EXERCÍCIOS:
- 1) Imprima o trecho do texto fornecido que começa em "Tal requerimento mereceu" e termina em "dos bens imóveis.".
- 2) Reúna todas as linhas da listagem que contêm a palavra "green", distinguindo maiúsculas de minúsculas.

TEXTO FORNECIDO:
···
II – O Objeto do Recurso
Designada que estava a venda por abertura de propostas em carta fechada de um prédio misto e de uma fração autónoma devidamente identificada nos autos, os ora Recorrentes apresentaram requerimento no processo com o seguinte teor:
«(…) requer a V.ª Ex.ª se digne dar sem efeito a venda aprazada para 10 de Abril de 2018 (conforme documento que junta), em virtude de quer no anúncio quer no edital e publicidade da venda na página informática, ser omisso em relação ao arrendamento e subarrendamento que onera o prédio misto identificado na verba n.º 3, do anúncio e do edital (doc. 1)».
Tal requerimento mereceu a seguinte decisão:
«Entende o tribunal que inexiste qualquer fundamento para dar sem efeito a venda executiva no que tange a qualquer um dos bens imóveis.
···
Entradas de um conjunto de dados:
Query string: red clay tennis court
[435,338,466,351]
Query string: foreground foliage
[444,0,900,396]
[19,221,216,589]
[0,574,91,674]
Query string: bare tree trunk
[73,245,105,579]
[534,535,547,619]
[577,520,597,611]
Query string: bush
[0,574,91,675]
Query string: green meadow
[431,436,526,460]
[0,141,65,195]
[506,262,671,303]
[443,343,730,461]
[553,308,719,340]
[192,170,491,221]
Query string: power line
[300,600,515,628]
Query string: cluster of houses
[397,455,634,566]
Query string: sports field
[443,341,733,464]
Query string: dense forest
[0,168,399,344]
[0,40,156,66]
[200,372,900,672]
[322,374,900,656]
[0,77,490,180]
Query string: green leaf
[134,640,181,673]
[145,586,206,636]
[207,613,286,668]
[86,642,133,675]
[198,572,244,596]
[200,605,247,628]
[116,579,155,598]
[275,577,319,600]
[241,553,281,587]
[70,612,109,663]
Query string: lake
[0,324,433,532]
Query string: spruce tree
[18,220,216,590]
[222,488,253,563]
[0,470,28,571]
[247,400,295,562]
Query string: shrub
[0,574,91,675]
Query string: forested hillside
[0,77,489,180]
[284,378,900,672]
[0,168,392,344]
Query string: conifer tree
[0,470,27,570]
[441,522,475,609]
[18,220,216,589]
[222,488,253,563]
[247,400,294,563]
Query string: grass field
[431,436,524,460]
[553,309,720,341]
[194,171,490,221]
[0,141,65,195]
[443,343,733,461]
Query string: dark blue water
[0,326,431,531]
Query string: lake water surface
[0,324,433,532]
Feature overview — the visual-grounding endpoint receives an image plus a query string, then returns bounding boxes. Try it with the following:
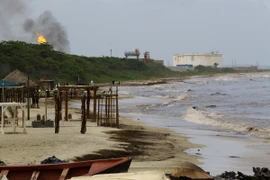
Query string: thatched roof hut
[4,69,38,87]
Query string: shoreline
[0,99,201,172]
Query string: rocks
[214,167,270,180]
[41,156,68,164]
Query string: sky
···
SOLUÇÕES POR TAREFA:
- 1)
Tal requerimento mereceu a seguinte decisão:
«Entende o tribunal que inexiste qualquer fundamento para dar sem efeito a venda executiva no que tange a qualquer um dos bens imóveis.

- 2)
Query string: green meadow
Query string: green leaf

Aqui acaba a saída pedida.